===== PASSAGE

This database contains lists which should be interpreted in different ways. This page explains the different types of lists that occur and gives warnings about the data in particular databases.

Different types of list

Some of the lists in this database are complete classifications. Others may be sublists of complete classifications or overlists, in which every member of the classification occurs but other unwanted members may be listed too. There are also various combinations of these.

Warnings about individual databases

K3 database

This is a hybrid of sublist and overlist. There is no guarantee that a Hilbert series listed in the K3 database is that of a polarised K3 surface X,A. However, in principle every case could be checked, and some cases are fairly easy:

  • If the model given is in codimension at most 4, then there is a K3 surface in that model realising the Hilbert series.
  • Torelli for K3 surfaces is easy to apply for the general member of any family with fairly small singular rank. In that case, it is usually easy to see that there a K3 surface exists with the correct polarisation and basket, and so also with the right Hilbert series. However, this method does not confirm that there is a K3 surface in the given model.

Conversely, since there are countably many families of polarised K3 surfaces but the database is a finite list of Hilbert series, not every polarised K3 surface appears in the list. However, the list is an overlist of all polarised K3 surfaces under the following interpretation: if X,A has genus g = h0(X,A)-1, then

  • if g = -1,0,1 or 2, then the Hilbert series of X,A appears in the list.

==========
===== RECORDED INFORMATION

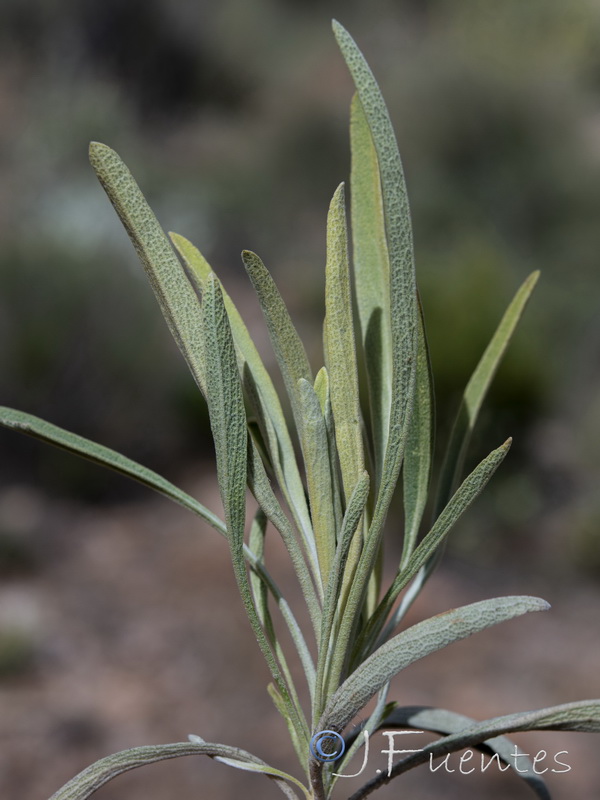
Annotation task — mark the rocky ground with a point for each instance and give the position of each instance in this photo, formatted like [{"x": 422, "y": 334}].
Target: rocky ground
[{"x": 122, "y": 626}]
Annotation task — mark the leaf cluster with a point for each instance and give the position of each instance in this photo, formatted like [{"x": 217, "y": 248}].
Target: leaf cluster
[{"x": 324, "y": 478}]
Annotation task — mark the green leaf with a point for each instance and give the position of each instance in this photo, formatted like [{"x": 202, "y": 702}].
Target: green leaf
[
  {"x": 340, "y": 351},
  {"x": 175, "y": 294},
  {"x": 440, "y": 720},
  {"x": 462, "y": 499},
  {"x": 579, "y": 716},
  {"x": 371, "y": 278},
  {"x": 418, "y": 455},
  {"x": 315, "y": 448},
  {"x": 415, "y": 643},
  {"x": 228, "y": 423},
  {"x": 403, "y": 311},
  {"x": 261, "y": 584},
  {"x": 104, "y": 770},
  {"x": 350, "y": 524},
  {"x": 289, "y": 350},
  {"x": 261, "y": 391},
  {"x": 262, "y": 491},
  {"x": 476, "y": 391},
  {"x": 40, "y": 429},
  {"x": 403, "y": 295}
]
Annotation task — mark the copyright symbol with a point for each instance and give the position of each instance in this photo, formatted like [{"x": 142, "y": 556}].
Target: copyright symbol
[{"x": 327, "y": 746}]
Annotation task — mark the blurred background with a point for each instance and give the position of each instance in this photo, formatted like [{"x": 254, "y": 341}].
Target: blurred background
[{"x": 120, "y": 624}]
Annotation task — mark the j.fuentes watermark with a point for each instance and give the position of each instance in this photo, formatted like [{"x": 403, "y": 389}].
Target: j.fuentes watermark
[{"x": 329, "y": 746}]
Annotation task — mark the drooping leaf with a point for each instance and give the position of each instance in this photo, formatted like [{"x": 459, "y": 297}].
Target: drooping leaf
[
  {"x": 439, "y": 720},
  {"x": 289, "y": 350},
  {"x": 415, "y": 643},
  {"x": 96, "y": 775},
  {"x": 460, "y": 501},
  {"x": 315, "y": 449},
  {"x": 340, "y": 351},
  {"x": 579, "y": 716},
  {"x": 418, "y": 455},
  {"x": 99, "y": 454},
  {"x": 174, "y": 292}
]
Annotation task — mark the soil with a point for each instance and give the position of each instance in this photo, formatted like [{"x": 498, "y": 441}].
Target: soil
[{"x": 122, "y": 626}]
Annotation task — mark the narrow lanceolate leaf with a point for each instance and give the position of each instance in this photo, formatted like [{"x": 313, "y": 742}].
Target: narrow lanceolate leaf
[
  {"x": 261, "y": 489},
  {"x": 371, "y": 278},
  {"x": 439, "y": 720},
  {"x": 403, "y": 296},
  {"x": 581, "y": 716},
  {"x": 462, "y": 499},
  {"x": 289, "y": 350},
  {"x": 91, "y": 779},
  {"x": 476, "y": 391},
  {"x": 418, "y": 455},
  {"x": 350, "y": 524},
  {"x": 415, "y": 643},
  {"x": 340, "y": 351},
  {"x": 228, "y": 424},
  {"x": 403, "y": 309},
  {"x": 33, "y": 426},
  {"x": 315, "y": 448},
  {"x": 175, "y": 294},
  {"x": 268, "y": 409}
]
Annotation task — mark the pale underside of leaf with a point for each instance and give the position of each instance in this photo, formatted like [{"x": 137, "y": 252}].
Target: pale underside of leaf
[
  {"x": 174, "y": 292},
  {"x": 99, "y": 454},
  {"x": 371, "y": 278},
  {"x": 415, "y": 643},
  {"x": 460, "y": 501},
  {"x": 259, "y": 387},
  {"x": 477, "y": 389},
  {"x": 96, "y": 775},
  {"x": 228, "y": 423}
]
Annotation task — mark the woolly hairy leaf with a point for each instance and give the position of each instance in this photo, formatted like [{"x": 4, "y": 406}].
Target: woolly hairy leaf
[
  {"x": 315, "y": 448},
  {"x": 418, "y": 456},
  {"x": 476, "y": 391},
  {"x": 371, "y": 278},
  {"x": 96, "y": 775},
  {"x": 462, "y": 499},
  {"x": 167, "y": 277},
  {"x": 228, "y": 423},
  {"x": 289, "y": 350},
  {"x": 439, "y": 720},
  {"x": 39, "y": 428},
  {"x": 340, "y": 351},
  {"x": 261, "y": 391},
  {"x": 579, "y": 716},
  {"x": 403, "y": 298},
  {"x": 415, "y": 643},
  {"x": 350, "y": 524}
]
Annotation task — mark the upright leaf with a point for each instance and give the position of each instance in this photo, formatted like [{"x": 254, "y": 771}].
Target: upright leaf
[
  {"x": 371, "y": 278},
  {"x": 175, "y": 294},
  {"x": 403, "y": 299},
  {"x": 415, "y": 643},
  {"x": 260, "y": 386},
  {"x": 340, "y": 351},
  {"x": 289, "y": 350},
  {"x": 418, "y": 456},
  {"x": 476, "y": 391},
  {"x": 96, "y": 775},
  {"x": 228, "y": 424}
]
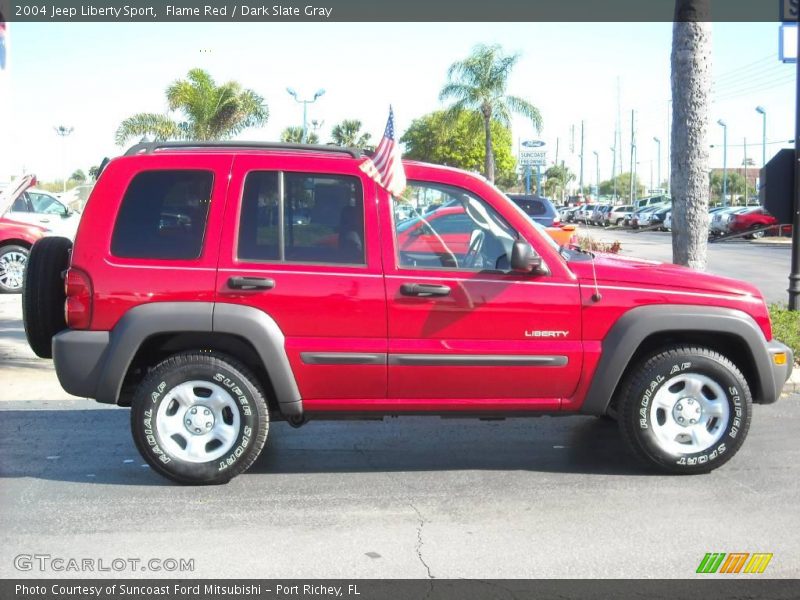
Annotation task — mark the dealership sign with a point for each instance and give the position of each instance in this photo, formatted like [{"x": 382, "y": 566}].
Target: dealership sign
[{"x": 532, "y": 154}]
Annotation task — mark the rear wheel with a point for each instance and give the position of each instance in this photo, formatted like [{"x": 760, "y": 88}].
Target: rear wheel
[
  {"x": 200, "y": 418},
  {"x": 12, "y": 268},
  {"x": 685, "y": 410},
  {"x": 43, "y": 293}
]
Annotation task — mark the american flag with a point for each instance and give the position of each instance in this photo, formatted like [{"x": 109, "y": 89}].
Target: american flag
[{"x": 385, "y": 166}]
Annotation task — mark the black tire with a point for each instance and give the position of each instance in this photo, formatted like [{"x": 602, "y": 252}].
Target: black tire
[
  {"x": 43, "y": 293},
  {"x": 154, "y": 408},
  {"x": 658, "y": 379},
  {"x": 10, "y": 258}
]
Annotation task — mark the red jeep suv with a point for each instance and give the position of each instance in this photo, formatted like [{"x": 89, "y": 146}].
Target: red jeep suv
[{"x": 214, "y": 287}]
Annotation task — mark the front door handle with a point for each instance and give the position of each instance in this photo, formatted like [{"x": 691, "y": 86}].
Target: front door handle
[
  {"x": 251, "y": 283},
  {"x": 424, "y": 290}
]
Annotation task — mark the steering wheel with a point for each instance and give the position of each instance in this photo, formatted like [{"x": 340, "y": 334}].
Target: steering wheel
[{"x": 474, "y": 249}]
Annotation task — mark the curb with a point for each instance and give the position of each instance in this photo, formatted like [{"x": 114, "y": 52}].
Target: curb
[{"x": 792, "y": 385}]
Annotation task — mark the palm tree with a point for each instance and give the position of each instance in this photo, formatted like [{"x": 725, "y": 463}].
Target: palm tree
[
  {"x": 558, "y": 178},
  {"x": 348, "y": 134},
  {"x": 478, "y": 84},
  {"x": 294, "y": 135},
  {"x": 207, "y": 111},
  {"x": 691, "y": 90}
]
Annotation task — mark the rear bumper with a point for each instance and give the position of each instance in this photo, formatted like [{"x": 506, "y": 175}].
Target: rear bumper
[
  {"x": 780, "y": 373},
  {"x": 79, "y": 357}
]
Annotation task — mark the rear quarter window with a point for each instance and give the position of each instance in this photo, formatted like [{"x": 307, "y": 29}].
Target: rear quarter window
[{"x": 163, "y": 215}]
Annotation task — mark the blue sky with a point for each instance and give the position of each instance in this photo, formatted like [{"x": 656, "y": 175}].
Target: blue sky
[{"x": 91, "y": 76}]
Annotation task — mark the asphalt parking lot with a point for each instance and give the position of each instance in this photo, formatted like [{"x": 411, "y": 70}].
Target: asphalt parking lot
[{"x": 408, "y": 498}]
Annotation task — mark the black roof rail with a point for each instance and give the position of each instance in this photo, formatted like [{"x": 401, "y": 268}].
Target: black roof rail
[{"x": 150, "y": 147}]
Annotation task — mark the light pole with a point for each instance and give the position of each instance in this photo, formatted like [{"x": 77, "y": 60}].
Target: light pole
[
  {"x": 658, "y": 164},
  {"x": 581, "y": 177},
  {"x": 305, "y": 104},
  {"x": 724, "y": 126},
  {"x": 763, "y": 112},
  {"x": 63, "y": 132},
  {"x": 614, "y": 169}
]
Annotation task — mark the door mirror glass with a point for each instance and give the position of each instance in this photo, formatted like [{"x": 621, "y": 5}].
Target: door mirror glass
[{"x": 524, "y": 259}]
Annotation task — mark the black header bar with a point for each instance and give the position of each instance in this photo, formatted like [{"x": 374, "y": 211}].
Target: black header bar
[{"x": 149, "y": 11}]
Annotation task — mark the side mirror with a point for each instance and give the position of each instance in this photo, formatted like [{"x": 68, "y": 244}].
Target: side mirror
[{"x": 525, "y": 260}]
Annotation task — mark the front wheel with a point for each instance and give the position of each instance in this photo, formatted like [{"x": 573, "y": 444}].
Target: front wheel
[
  {"x": 12, "y": 268},
  {"x": 685, "y": 410},
  {"x": 199, "y": 418}
]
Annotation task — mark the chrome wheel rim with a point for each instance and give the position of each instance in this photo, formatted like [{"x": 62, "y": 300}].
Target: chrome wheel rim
[
  {"x": 12, "y": 269},
  {"x": 198, "y": 421},
  {"x": 689, "y": 414}
]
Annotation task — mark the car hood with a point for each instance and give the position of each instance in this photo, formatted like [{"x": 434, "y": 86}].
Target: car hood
[
  {"x": 13, "y": 191},
  {"x": 614, "y": 269}
]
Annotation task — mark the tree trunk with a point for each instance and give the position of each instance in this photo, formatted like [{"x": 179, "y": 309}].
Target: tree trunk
[
  {"x": 487, "y": 127},
  {"x": 691, "y": 89}
]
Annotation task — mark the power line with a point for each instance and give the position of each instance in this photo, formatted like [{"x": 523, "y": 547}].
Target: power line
[
  {"x": 782, "y": 142},
  {"x": 744, "y": 91},
  {"x": 737, "y": 71},
  {"x": 760, "y": 78}
]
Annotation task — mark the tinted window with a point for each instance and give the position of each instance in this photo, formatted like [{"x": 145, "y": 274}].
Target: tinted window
[
  {"x": 20, "y": 204},
  {"x": 259, "y": 220},
  {"x": 323, "y": 219},
  {"x": 163, "y": 215},
  {"x": 532, "y": 207},
  {"x": 459, "y": 223},
  {"x": 464, "y": 232}
]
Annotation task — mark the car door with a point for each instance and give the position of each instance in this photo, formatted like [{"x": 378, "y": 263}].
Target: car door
[
  {"x": 303, "y": 232},
  {"x": 466, "y": 333}
]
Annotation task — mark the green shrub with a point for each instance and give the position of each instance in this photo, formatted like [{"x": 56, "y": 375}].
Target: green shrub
[{"x": 786, "y": 327}]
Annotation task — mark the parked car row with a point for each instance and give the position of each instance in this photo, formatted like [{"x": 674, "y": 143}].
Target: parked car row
[{"x": 658, "y": 216}]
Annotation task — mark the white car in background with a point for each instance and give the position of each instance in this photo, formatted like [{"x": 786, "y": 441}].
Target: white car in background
[
  {"x": 39, "y": 207},
  {"x": 721, "y": 219}
]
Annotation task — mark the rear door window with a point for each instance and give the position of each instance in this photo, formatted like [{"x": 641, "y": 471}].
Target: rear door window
[
  {"x": 322, "y": 218},
  {"x": 163, "y": 215}
]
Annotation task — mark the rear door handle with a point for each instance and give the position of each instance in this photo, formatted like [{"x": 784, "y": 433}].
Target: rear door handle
[
  {"x": 251, "y": 283},
  {"x": 424, "y": 290}
]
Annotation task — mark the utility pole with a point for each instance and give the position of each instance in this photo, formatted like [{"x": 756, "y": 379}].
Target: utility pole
[
  {"x": 794, "y": 275},
  {"x": 658, "y": 170},
  {"x": 305, "y": 104},
  {"x": 763, "y": 112},
  {"x": 633, "y": 151},
  {"x": 64, "y": 132},
  {"x": 614, "y": 167},
  {"x": 597, "y": 176},
  {"x": 581, "y": 179},
  {"x": 669, "y": 145},
  {"x": 746, "y": 197},
  {"x": 724, "y": 126}
]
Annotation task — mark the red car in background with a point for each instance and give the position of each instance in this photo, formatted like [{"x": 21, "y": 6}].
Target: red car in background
[
  {"x": 16, "y": 239},
  {"x": 753, "y": 219}
]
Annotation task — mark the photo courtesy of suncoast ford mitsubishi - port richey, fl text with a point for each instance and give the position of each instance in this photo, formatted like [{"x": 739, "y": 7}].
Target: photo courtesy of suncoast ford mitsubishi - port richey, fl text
[{"x": 380, "y": 300}]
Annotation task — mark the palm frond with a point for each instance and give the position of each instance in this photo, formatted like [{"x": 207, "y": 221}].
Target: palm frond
[
  {"x": 159, "y": 127},
  {"x": 526, "y": 109}
]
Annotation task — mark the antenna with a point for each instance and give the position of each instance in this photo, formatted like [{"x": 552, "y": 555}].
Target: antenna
[{"x": 597, "y": 296}]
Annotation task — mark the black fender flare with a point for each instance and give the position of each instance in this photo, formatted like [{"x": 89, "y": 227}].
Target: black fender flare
[
  {"x": 632, "y": 328},
  {"x": 251, "y": 324}
]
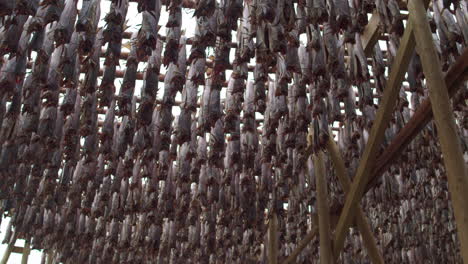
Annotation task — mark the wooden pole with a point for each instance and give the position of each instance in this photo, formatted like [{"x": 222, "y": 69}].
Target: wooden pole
[
  {"x": 26, "y": 251},
  {"x": 445, "y": 122},
  {"x": 454, "y": 79},
  {"x": 384, "y": 114},
  {"x": 362, "y": 224},
  {"x": 323, "y": 210}
]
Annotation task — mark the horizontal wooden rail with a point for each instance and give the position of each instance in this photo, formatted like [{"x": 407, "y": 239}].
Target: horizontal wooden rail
[{"x": 454, "y": 79}]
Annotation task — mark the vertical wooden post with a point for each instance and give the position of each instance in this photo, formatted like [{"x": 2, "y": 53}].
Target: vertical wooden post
[
  {"x": 273, "y": 239},
  {"x": 26, "y": 251},
  {"x": 445, "y": 122},
  {"x": 323, "y": 210},
  {"x": 362, "y": 224},
  {"x": 382, "y": 119},
  {"x": 9, "y": 249}
]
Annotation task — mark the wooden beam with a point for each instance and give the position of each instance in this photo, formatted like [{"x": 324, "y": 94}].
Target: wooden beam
[
  {"x": 450, "y": 143},
  {"x": 323, "y": 210},
  {"x": 361, "y": 222},
  {"x": 454, "y": 79},
  {"x": 384, "y": 114}
]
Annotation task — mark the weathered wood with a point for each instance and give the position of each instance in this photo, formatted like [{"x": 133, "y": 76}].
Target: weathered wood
[
  {"x": 361, "y": 222},
  {"x": 323, "y": 209},
  {"x": 454, "y": 79},
  {"x": 445, "y": 122},
  {"x": 384, "y": 114}
]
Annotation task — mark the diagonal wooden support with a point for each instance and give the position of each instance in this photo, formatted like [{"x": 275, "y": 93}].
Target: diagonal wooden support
[
  {"x": 384, "y": 114},
  {"x": 323, "y": 210},
  {"x": 450, "y": 144},
  {"x": 362, "y": 224},
  {"x": 454, "y": 79}
]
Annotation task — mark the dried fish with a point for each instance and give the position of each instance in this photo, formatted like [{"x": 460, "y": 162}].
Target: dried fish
[{"x": 64, "y": 30}]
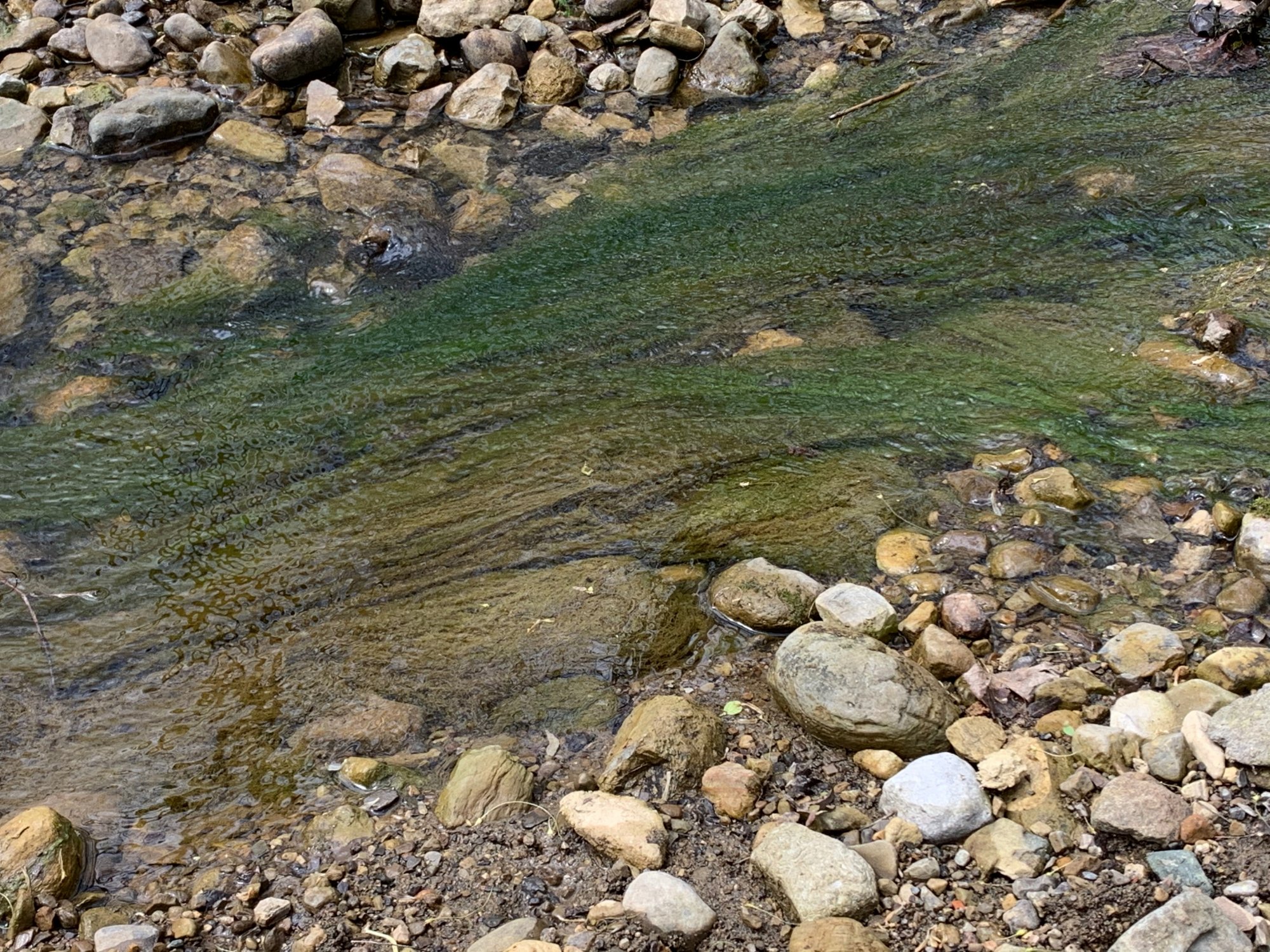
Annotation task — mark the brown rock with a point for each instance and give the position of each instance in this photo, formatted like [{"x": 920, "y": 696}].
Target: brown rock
[{"x": 731, "y": 789}]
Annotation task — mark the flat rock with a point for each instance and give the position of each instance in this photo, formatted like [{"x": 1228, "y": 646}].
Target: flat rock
[
  {"x": 152, "y": 117},
  {"x": 855, "y": 694},
  {"x": 670, "y": 906},
  {"x": 487, "y": 784},
  {"x": 1243, "y": 728},
  {"x": 813, "y": 875},
  {"x": 1187, "y": 923},
  {"x": 858, "y": 610},
  {"x": 764, "y": 596},
  {"x": 1141, "y": 651},
  {"x": 940, "y": 795},
  {"x": 670, "y": 737},
  {"x": 1141, "y": 808},
  {"x": 620, "y": 828}
]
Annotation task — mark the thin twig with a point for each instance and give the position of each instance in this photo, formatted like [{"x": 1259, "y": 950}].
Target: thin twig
[
  {"x": 40, "y": 633},
  {"x": 882, "y": 98}
]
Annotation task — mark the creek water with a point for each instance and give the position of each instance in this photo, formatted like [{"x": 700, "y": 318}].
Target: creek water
[{"x": 476, "y": 489}]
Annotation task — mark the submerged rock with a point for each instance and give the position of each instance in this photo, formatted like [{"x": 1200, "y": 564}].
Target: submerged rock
[
  {"x": 764, "y": 596},
  {"x": 667, "y": 734},
  {"x": 154, "y": 116},
  {"x": 41, "y": 845},
  {"x": 855, "y": 694}
]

==========

:: WORK INSTRUCTIONS ::
Continue the passage about the K3 database, picking up after its final sentence.

:: ANSWER FOR THIS EXERCISE ::
  • if g > 2, then the degree and Hilbert series differs from the g = 2 case only by A^2 = d + 2(g-2) and P(X,A)(t) = Q(t) + (g-2)t(1+t)/(1-t)^3, where d and Q(t) are the degree and Hilbert series computed using the same basket as X,A but with genus set to 2. In this sense, the degree and Hilbert series of any K3 surface is represented on the table.
  • A number of cases with g > 2 appear in the lists in any case: those with a model in low codimension have been included so that all families in low codimension are listed. This is most clearly seen in the big table.

Fano 3-folds

The number of number deformation families of Fano 3-folds is known to be finite; this is originally by Kawamata. For Fano 3-folds of index f = 1 (that is, those for which -KX is not divisible as a Weil divisor class) the list is simply an overlist of the true classification. Thus

  1. If X is a Fano 3-fold of index 1, then its Hilbert series will be in the database.
  2. The converse is not proved and almost certainly not true: that is, a Hilbert series on the database cannot be assumed to be that of a Fano 3-fold, although the following have been checked:
    • Those Hilbert series with candidates in codimensions 1-4 do exist with the suggested models
    • Around 6,000 of the Fano Hilbert series are those of toric Fano 3-folds (but with high index and usually with canonical singularities); these are indicated in the additional output for each Fano 3-fold.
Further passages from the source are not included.